[THE EXERCISE]
The records that follow must be repeated verbatim, every one of them.
================
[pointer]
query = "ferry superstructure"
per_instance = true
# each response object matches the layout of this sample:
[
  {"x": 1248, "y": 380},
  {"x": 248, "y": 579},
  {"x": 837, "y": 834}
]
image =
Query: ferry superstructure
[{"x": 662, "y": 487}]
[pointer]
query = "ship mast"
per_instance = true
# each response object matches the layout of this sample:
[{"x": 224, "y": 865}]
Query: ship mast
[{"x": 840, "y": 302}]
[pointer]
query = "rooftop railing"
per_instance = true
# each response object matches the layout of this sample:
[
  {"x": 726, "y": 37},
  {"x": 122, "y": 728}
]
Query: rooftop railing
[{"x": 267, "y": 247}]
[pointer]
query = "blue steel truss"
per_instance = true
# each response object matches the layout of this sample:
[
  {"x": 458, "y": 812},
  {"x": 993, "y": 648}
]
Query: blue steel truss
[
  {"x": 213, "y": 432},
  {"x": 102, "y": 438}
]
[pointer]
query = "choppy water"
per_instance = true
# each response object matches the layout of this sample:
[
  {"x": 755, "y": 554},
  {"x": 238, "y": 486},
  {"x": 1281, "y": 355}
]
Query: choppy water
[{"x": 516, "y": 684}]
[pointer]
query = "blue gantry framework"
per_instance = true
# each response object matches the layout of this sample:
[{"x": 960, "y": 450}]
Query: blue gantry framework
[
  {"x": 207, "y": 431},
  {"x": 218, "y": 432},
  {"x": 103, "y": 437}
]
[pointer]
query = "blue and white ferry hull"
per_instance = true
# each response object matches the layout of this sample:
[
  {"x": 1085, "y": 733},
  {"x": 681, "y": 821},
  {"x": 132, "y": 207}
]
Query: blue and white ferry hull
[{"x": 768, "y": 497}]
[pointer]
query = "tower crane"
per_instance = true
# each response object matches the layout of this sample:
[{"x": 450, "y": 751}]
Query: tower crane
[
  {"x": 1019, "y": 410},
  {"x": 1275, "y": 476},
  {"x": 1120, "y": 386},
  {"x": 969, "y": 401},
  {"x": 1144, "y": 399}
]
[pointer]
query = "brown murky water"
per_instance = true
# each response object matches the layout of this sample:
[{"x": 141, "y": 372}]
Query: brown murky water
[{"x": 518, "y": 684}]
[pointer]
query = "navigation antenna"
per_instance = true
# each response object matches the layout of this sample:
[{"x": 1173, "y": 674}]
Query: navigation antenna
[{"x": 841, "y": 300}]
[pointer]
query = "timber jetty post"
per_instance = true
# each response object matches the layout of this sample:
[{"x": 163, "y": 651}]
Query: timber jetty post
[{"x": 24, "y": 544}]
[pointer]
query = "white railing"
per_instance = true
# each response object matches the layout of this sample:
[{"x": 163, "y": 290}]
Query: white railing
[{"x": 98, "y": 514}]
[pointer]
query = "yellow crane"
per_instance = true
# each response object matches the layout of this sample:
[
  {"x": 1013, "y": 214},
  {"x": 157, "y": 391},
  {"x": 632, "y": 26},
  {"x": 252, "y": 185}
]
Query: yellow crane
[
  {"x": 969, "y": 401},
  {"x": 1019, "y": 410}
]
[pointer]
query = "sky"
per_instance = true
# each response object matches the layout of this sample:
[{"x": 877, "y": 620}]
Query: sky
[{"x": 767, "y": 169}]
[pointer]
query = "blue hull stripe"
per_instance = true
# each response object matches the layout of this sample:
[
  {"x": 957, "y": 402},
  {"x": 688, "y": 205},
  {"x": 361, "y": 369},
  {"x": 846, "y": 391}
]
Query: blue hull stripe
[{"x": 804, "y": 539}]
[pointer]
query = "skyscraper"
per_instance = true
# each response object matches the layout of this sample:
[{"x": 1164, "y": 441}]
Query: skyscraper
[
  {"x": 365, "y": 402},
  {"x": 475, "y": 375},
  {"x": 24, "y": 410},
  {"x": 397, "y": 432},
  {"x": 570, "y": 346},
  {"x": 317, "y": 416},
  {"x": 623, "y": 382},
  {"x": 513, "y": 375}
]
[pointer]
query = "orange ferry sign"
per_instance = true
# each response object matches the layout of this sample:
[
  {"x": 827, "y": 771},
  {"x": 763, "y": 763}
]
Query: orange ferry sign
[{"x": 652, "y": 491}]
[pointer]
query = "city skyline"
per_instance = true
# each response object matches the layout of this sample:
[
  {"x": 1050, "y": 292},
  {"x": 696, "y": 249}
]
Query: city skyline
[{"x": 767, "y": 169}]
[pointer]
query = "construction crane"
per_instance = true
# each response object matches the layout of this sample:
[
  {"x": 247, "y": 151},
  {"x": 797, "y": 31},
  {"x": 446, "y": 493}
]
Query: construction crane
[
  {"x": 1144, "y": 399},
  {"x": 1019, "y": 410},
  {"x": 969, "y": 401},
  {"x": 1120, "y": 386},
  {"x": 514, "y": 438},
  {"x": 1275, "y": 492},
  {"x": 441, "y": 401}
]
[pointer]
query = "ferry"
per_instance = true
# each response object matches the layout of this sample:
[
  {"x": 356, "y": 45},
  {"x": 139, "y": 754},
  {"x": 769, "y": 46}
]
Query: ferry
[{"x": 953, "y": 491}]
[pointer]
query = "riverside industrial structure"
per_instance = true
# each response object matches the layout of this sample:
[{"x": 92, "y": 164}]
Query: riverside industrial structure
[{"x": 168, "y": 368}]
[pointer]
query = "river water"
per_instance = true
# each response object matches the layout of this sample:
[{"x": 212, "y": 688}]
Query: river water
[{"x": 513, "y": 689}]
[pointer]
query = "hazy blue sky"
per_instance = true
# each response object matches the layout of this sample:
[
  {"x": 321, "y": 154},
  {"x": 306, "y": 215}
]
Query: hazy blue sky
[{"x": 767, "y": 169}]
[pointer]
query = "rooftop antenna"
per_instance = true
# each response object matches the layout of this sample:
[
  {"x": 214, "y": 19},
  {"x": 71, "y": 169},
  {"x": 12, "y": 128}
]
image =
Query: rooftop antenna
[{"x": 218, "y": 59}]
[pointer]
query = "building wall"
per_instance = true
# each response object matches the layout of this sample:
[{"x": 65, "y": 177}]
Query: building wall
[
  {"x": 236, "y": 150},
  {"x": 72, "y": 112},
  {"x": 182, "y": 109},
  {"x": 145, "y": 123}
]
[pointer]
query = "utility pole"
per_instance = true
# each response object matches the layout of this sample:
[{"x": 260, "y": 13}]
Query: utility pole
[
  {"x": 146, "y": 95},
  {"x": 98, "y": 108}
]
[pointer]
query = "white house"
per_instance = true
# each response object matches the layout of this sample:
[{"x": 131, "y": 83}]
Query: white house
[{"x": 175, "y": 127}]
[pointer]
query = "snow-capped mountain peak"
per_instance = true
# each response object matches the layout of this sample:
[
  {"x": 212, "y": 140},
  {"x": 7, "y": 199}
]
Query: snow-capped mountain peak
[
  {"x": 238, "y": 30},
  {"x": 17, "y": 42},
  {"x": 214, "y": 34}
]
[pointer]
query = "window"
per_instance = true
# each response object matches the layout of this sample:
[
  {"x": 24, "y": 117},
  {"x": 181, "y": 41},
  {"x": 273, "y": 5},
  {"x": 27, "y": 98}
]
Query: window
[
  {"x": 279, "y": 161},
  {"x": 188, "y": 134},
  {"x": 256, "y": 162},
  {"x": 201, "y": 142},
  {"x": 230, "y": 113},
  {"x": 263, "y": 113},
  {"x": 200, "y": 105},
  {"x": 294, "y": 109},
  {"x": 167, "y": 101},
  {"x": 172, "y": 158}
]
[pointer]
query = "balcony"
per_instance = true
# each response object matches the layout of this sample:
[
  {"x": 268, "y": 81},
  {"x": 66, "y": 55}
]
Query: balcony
================
[CORRECT ANSWER]
[pointer]
query = "ferry superstructure"
per_instance = true
# each response object matches the layout of this sample:
[
  {"x": 1248, "y": 380},
  {"x": 248, "y": 579},
  {"x": 837, "y": 834}
]
image =
Query: ferry superstructure
[{"x": 662, "y": 487}]
[pointer]
query = "ship mast"
per_instance = true
# each response object matches the layout of this sample:
[{"x": 224, "y": 865}]
Query: ship mast
[{"x": 840, "y": 302}]
[pointer]
query = "rooftop railing"
per_instance = true
# each response object matches the layout of this sample:
[
  {"x": 726, "y": 37},
  {"x": 122, "y": 728}
]
Query: rooftop railing
[{"x": 267, "y": 247}]
[pointer]
query = "blue steel truss"
per_instance = true
# each response object matches the layout of this sample:
[
  {"x": 458, "y": 812},
  {"x": 993, "y": 648}
]
Query: blue steel truss
[
  {"x": 213, "y": 432},
  {"x": 102, "y": 438}
]
[pointer]
query = "choppy water"
per_instance = true
# each response object matches the layout of this sample:
[
  {"x": 755, "y": 554},
  {"x": 238, "y": 486},
  {"x": 1281, "y": 355}
]
Query: choppy water
[{"x": 516, "y": 684}]
[pointer]
query = "blue gantry framework"
per_instance = true
# each response object matches the layout of this sample:
[{"x": 960, "y": 450}]
Query: blue gantry framework
[
  {"x": 207, "y": 431},
  {"x": 218, "y": 432},
  {"x": 103, "y": 437}
]
[pointer]
query = "blue and white ferry hull"
per_instance = true
# each response object matches the layout of this sample:
[
  {"x": 1085, "y": 733},
  {"x": 681, "y": 821},
  {"x": 132, "y": 207}
]
Query: blue and white ferry hull
[{"x": 768, "y": 497}]
[pointer]
query = "tower crane"
per_instance = true
# each response object matches the layout of this sample:
[{"x": 450, "y": 751}]
Query: tower crane
[
  {"x": 1019, "y": 410},
  {"x": 1275, "y": 476},
  {"x": 1120, "y": 386},
  {"x": 969, "y": 401},
  {"x": 1144, "y": 399}
]
[pointer]
query = "brown murky water"
per_instance = true
# each response object matches the layout of this sample:
[{"x": 141, "y": 372}]
Query: brown murky water
[{"x": 518, "y": 684}]
[pointer]
query = "navigation antenna"
per_instance = true
# each response object matches the layout of this sample:
[{"x": 1173, "y": 674}]
Query: navigation antenna
[{"x": 841, "y": 300}]
[pointer]
query = "timber jetty post"
per_instance = true
# each response object matches the layout of this sample:
[{"x": 163, "y": 651}]
Query: timber jetty post
[{"x": 24, "y": 544}]
[pointer]
query = "white railing"
per_instance = true
# each response object matches the layout of this sample:
[{"x": 163, "y": 290}]
Query: white railing
[{"x": 98, "y": 514}]
[pointer]
query = "yellow crane"
per_instance = true
# each response object matches the layout of this sample:
[
  {"x": 1013, "y": 214},
  {"x": 157, "y": 391},
  {"x": 632, "y": 26},
  {"x": 252, "y": 185}
]
Query: yellow crane
[
  {"x": 969, "y": 401},
  {"x": 1019, "y": 410}
]
[pointer]
query = "sky"
per_instance = true
# each response object matches the layout of this sample:
[{"x": 877, "y": 620}]
Query: sky
[{"x": 767, "y": 169}]
[pointer]
query = "blue hull stripe"
per_instance = true
# each response object matches the layout of this sample:
[
  {"x": 957, "y": 402},
  {"x": 688, "y": 205},
  {"x": 361, "y": 369},
  {"x": 846, "y": 391}
]
Query: blue hull stripe
[{"x": 804, "y": 539}]
[pointer]
query = "skyscraper"
per_instance = true
# each response object matches the layout of this sample:
[{"x": 1164, "y": 441}]
Query: skyscraper
[
  {"x": 365, "y": 402},
  {"x": 475, "y": 375},
  {"x": 24, "y": 410},
  {"x": 397, "y": 432},
  {"x": 570, "y": 346},
  {"x": 317, "y": 416},
  {"x": 623, "y": 382},
  {"x": 513, "y": 375}
]
[pointer]
query = "orange ferry sign"
per_instance = true
# each response object matches the layout of this sample:
[
  {"x": 827, "y": 771},
  {"x": 763, "y": 763}
]
Query: orange ferry sign
[{"x": 652, "y": 491}]
[pointer]
query = "city skyline"
per_instance = true
# each response object matches the layout of this sample:
[
  {"x": 1050, "y": 292},
  {"x": 696, "y": 249}
]
Query: city skyline
[{"x": 767, "y": 169}]
[pointer]
query = "construction crane"
per_instance = true
# each response object matches the layout of this sample:
[
  {"x": 247, "y": 151},
  {"x": 797, "y": 31},
  {"x": 446, "y": 493}
]
Query: construction crane
[
  {"x": 1144, "y": 399},
  {"x": 1019, "y": 410},
  {"x": 969, "y": 401},
  {"x": 1120, "y": 386},
  {"x": 514, "y": 438},
  {"x": 1275, "y": 492},
  {"x": 441, "y": 401}
]
[pointer]
query = "ferry"
per_instance = true
# each response object matches the layout of this sample:
[
  {"x": 356, "y": 45},
  {"x": 139, "y": 754},
  {"x": 769, "y": 46}
]
Query: ferry
[{"x": 953, "y": 491}]
[pointer]
query = "riverside industrial structure"
per_instance = true
# each response object matches the layout of this sample:
[{"x": 92, "y": 164}]
Query: riverside industrial structure
[{"x": 168, "y": 368}]
[pointer]
query = "river water"
per_instance = true
# each response object matches the layout of this sample:
[{"x": 212, "y": 688}]
Query: river water
[{"x": 513, "y": 689}]
[pointer]
query = "hazy blue sky"
per_instance = true
# each response object matches the layout of this sample:
[
  {"x": 321, "y": 154},
  {"x": 306, "y": 215}
]
Query: hazy blue sky
[{"x": 767, "y": 169}]
[pointer]
query = "rooftop antenna"
per_instance = true
# each response object matches the layout of this sample:
[
  {"x": 214, "y": 19},
  {"x": 71, "y": 169},
  {"x": 12, "y": 128}
]
image =
Query: rooftop antenna
[{"x": 218, "y": 59}]
[pointer]
query = "building wall"
per_instance = true
# each response object matches the layout of this sample:
[{"x": 65, "y": 177}]
Query: building wall
[
  {"x": 236, "y": 150},
  {"x": 72, "y": 112},
  {"x": 182, "y": 109},
  {"x": 145, "y": 123}
]
[pointer]
query = "utility pole"
per_instance = true
# each response object matches the layout of this sample:
[{"x": 260, "y": 13}]
Query: utility pole
[
  {"x": 146, "y": 95},
  {"x": 98, "y": 108}
]
[pointer]
query = "white house"
per_instance = true
# each response object matches the layout of this sample:
[{"x": 131, "y": 83}]
Query: white house
[{"x": 175, "y": 127}]
[pointer]
query = "snow-capped mountain peak"
per_instance = true
# each response object matches the layout of this sample:
[
  {"x": 212, "y": 140},
  {"x": 7, "y": 199}
]
Query: snow-capped mountain peak
[
  {"x": 238, "y": 30},
  {"x": 17, "y": 42},
  {"x": 214, "y": 34}
]
[pointer]
query = "window"
per_instance = true
# each response object matches the layout of this sample:
[
  {"x": 24, "y": 117},
  {"x": 181, "y": 41},
  {"x": 273, "y": 5},
  {"x": 27, "y": 98}
]
Query: window
[
  {"x": 279, "y": 161},
  {"x": 188, "y": 134},
  {"x": 256, "y": 162},
  {"x": 201, "y": 142},
  {"x": 230, "y": 113},
  {"x": 263, "y": 113},
  {"x": 200, "y": 105},
  {"x": 294, "y": 109},
  {"x": 167, "y": 101},
  {"x": 172, "y": 158}
]
[pointer]
query = "balcony"
per_instance = true
# each response object matches the layout of this sample:
[
  {"x": 268, "y": 81},
  {"x": 66, "y": 55}
]
Query: balcony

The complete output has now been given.